• _Work instruction_
Which lines of the entries contain the string "brass"? Please find them and copy them.

***** Material supplied

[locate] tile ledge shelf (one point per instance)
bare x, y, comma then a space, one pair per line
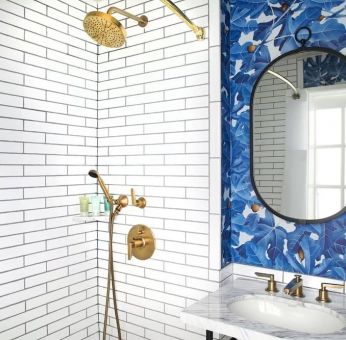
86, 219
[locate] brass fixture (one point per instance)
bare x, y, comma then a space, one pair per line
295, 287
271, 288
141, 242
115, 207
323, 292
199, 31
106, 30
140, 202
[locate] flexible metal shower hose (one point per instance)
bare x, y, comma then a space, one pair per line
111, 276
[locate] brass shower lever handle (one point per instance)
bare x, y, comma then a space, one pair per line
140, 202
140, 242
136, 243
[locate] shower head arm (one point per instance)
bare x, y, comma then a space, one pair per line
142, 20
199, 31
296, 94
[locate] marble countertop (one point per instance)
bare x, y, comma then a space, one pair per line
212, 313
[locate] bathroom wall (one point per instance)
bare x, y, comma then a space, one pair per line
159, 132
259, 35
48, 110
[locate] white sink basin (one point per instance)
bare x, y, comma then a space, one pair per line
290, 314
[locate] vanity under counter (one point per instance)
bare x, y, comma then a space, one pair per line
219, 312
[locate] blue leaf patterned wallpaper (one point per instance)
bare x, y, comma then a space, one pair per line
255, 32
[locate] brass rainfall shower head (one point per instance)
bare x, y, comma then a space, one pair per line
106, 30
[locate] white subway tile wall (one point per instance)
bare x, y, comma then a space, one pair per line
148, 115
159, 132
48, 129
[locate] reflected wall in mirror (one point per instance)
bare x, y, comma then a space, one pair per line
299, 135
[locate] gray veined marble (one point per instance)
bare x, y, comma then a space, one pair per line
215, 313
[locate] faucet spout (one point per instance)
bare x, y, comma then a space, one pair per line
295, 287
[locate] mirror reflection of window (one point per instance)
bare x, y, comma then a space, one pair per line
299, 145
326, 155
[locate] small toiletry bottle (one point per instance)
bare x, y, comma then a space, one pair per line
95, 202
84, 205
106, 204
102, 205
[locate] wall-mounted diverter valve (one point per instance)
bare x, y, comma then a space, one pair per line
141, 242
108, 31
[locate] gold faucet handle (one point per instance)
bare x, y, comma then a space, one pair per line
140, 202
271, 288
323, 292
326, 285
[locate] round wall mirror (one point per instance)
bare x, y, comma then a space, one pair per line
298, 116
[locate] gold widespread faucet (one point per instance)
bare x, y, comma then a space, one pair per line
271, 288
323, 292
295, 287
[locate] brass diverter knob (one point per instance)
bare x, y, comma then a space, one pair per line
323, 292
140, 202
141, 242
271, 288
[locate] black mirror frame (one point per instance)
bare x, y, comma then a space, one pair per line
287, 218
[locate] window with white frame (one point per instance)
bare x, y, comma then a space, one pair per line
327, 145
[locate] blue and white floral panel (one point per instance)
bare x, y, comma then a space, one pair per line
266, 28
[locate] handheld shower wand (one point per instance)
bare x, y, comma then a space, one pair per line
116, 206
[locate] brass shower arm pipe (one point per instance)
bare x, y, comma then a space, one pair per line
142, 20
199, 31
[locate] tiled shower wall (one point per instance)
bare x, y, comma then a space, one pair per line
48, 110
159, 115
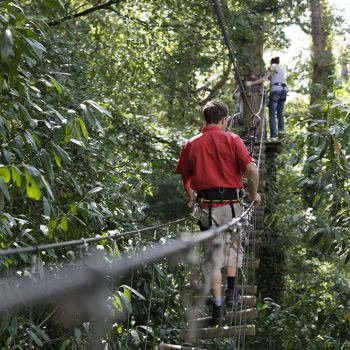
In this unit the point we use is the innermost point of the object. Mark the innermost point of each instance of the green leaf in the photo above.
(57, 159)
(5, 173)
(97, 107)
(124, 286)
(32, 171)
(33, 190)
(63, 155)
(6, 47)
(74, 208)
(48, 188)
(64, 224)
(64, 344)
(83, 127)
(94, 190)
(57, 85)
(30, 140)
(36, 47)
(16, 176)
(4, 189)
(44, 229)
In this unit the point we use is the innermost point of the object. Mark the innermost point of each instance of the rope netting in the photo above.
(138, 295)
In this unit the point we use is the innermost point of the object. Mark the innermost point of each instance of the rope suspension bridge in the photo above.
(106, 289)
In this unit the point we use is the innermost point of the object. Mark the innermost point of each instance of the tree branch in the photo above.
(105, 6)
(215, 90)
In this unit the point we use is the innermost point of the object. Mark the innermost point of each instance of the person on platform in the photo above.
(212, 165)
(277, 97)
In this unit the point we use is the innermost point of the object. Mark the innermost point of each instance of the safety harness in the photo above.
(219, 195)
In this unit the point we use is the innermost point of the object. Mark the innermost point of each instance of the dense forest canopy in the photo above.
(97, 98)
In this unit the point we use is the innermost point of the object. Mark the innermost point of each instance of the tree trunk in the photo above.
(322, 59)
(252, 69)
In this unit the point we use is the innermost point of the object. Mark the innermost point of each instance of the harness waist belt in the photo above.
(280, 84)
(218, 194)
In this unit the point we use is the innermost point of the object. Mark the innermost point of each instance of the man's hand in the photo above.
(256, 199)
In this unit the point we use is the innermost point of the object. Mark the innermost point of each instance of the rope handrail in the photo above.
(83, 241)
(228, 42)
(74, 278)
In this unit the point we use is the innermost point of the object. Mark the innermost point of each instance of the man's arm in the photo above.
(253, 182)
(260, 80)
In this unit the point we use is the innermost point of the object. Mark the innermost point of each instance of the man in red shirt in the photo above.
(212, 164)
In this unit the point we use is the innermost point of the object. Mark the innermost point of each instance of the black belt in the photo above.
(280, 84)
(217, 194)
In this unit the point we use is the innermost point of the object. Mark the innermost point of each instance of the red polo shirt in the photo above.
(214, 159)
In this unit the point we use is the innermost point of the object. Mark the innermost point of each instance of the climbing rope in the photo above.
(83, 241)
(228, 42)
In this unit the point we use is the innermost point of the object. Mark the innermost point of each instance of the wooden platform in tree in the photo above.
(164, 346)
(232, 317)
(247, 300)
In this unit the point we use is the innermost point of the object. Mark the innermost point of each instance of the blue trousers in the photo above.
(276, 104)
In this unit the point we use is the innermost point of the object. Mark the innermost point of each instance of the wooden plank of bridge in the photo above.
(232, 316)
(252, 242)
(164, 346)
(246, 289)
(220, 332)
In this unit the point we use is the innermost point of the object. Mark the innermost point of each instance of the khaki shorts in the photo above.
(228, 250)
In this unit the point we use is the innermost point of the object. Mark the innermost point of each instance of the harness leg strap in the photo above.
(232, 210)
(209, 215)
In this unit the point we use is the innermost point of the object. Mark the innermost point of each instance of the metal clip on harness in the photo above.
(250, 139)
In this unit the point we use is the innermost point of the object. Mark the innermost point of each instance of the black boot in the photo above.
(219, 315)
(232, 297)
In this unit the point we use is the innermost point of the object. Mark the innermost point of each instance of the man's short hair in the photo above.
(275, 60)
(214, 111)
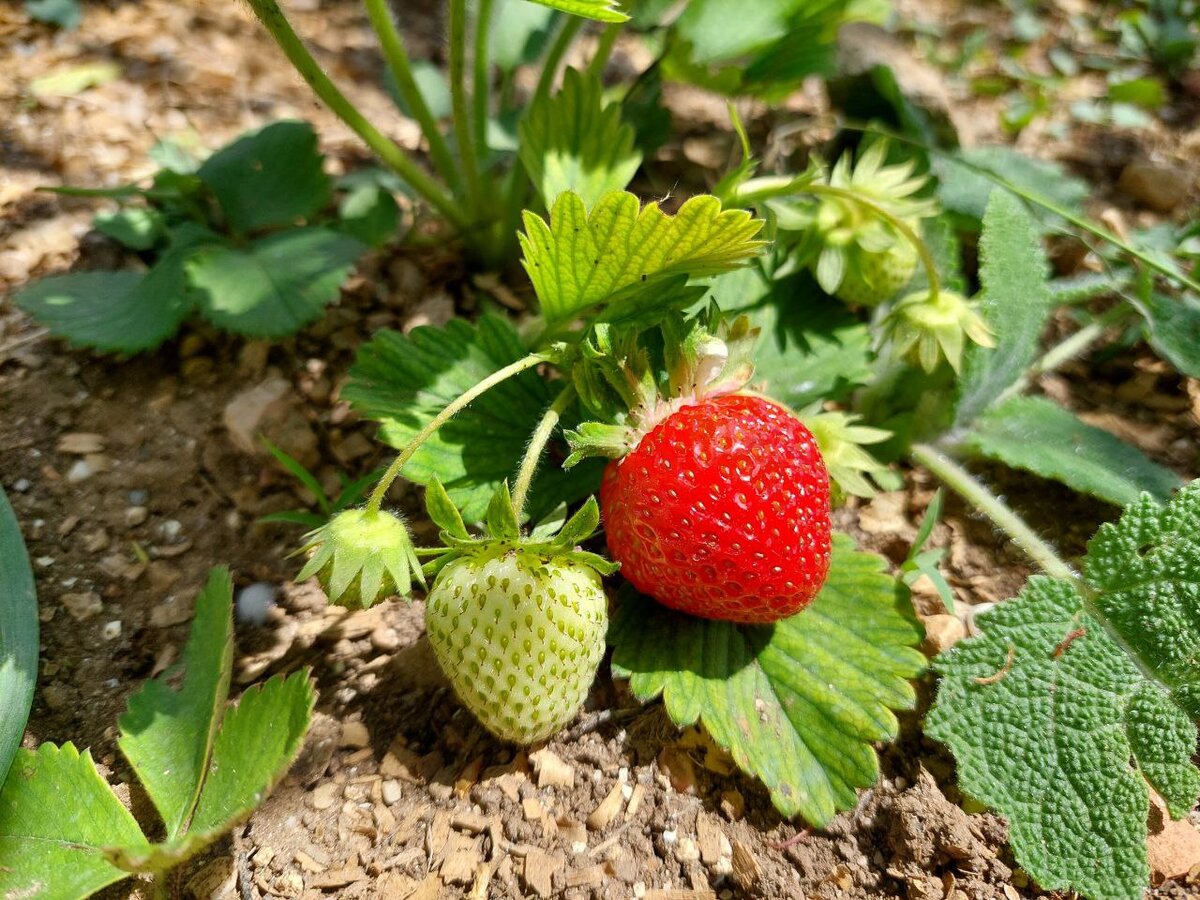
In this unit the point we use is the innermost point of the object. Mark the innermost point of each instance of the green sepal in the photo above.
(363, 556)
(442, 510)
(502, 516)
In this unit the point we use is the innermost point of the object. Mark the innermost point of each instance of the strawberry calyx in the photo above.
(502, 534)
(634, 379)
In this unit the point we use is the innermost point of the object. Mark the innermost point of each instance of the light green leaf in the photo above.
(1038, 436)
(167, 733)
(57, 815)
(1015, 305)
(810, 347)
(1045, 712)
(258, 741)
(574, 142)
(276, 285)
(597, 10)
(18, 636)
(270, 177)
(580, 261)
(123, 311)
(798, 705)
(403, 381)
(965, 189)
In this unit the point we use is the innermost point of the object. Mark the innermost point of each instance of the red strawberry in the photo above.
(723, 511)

**********
***** Material supplied

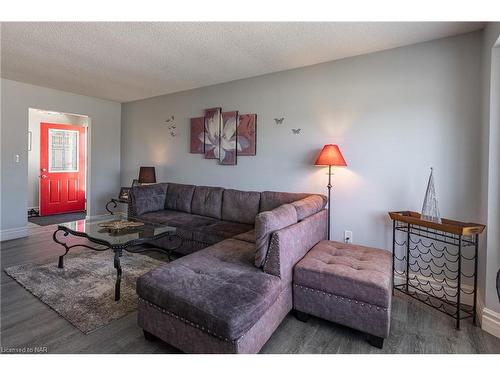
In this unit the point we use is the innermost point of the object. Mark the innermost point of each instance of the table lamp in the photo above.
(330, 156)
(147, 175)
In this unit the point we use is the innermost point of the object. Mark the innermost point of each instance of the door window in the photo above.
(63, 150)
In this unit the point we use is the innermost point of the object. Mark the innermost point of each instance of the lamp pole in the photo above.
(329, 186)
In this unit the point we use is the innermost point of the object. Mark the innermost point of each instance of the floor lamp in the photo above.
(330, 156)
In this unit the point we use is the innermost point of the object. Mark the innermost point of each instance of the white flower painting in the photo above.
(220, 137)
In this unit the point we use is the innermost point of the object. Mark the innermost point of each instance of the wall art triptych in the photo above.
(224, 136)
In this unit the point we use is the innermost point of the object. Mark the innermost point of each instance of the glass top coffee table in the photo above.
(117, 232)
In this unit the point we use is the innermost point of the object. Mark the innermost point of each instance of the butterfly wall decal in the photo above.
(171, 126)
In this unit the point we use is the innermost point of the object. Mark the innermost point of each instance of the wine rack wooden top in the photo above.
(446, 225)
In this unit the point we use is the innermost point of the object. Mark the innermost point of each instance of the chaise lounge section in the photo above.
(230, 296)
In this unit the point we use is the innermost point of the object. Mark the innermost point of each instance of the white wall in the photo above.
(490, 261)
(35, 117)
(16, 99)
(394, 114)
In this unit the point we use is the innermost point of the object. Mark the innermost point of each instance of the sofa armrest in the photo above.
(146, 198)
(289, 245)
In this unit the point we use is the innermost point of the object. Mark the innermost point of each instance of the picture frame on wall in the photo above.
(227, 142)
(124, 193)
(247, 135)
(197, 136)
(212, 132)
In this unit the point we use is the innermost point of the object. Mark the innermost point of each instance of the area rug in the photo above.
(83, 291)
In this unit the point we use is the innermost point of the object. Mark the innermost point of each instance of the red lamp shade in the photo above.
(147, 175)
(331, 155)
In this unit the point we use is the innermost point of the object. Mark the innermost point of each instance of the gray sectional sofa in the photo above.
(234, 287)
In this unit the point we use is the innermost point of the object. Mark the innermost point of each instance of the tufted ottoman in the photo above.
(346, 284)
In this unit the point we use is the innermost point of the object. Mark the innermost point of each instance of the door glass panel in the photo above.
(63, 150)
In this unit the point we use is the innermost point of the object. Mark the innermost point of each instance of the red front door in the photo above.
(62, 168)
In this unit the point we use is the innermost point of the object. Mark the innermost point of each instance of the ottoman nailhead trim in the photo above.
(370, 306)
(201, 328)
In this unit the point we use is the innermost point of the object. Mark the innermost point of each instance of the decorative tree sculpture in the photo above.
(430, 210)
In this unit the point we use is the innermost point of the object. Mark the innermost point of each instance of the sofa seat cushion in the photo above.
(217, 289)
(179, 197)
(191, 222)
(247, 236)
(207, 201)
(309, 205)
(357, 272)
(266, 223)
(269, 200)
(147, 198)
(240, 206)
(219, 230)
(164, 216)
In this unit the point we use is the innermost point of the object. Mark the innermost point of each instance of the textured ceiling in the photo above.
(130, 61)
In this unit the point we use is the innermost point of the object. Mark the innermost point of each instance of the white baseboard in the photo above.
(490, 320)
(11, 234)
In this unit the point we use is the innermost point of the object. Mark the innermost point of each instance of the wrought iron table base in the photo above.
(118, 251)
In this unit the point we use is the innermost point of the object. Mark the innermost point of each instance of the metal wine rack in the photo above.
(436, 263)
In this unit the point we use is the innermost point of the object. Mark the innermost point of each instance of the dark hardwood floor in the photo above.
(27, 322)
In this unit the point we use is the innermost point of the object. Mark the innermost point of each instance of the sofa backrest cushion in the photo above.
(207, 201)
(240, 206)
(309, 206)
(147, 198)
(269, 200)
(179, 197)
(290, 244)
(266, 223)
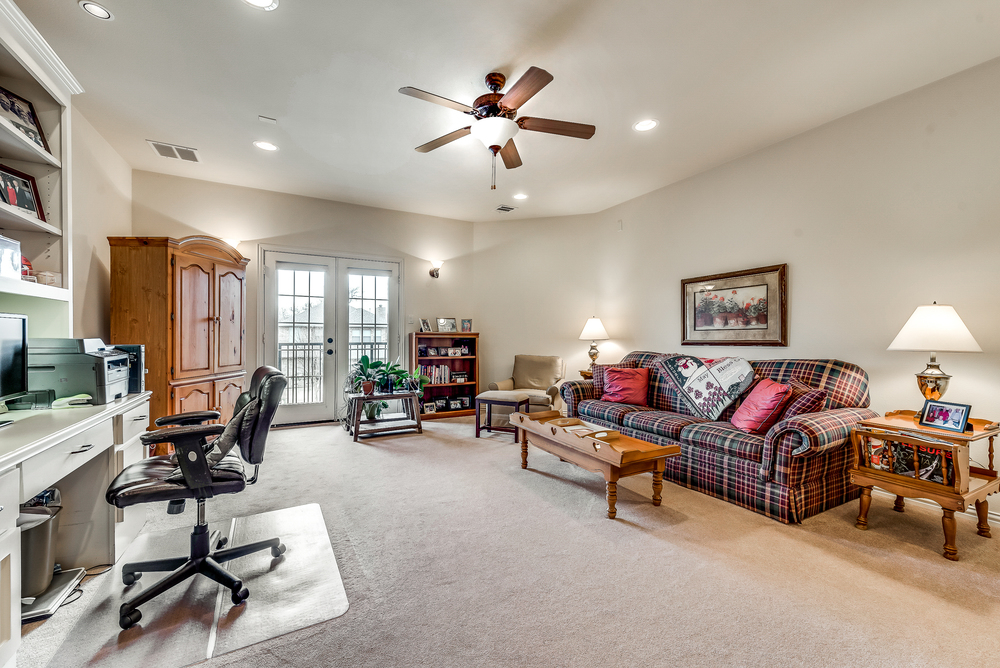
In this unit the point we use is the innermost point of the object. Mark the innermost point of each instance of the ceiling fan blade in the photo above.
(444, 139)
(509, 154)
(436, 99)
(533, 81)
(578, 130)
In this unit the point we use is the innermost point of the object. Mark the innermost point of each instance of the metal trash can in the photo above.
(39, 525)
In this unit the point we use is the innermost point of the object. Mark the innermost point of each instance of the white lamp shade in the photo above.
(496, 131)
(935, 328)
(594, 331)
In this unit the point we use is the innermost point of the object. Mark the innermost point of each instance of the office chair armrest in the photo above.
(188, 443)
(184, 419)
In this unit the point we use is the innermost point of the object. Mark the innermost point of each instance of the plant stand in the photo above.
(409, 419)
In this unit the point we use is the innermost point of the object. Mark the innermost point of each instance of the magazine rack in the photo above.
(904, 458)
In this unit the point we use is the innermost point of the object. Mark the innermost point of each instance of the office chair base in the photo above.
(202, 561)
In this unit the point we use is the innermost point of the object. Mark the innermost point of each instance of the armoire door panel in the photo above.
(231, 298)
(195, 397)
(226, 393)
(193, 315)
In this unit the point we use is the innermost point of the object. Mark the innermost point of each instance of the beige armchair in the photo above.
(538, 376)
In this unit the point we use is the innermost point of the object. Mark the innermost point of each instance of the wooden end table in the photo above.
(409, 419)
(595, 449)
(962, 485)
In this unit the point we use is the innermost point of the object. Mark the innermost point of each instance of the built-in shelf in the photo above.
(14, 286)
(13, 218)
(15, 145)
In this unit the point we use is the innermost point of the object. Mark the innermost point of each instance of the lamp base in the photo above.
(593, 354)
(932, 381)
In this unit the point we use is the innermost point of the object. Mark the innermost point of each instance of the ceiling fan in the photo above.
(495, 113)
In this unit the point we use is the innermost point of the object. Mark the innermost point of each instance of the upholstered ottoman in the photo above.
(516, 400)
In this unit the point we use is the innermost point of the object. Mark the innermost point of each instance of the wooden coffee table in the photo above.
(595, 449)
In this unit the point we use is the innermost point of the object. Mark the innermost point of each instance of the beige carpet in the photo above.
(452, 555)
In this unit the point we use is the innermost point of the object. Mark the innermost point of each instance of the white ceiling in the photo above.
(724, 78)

**********

• _Answer space_
[locate] brass fixture (one point per instance)
[locate] brass shower lever handle (one point per instance)
[locate] brass rainfall shower head (one point per instance)
[locate] brass diverter knob (one point per instance)
[locate] brass shower arm pipe (one point per instance)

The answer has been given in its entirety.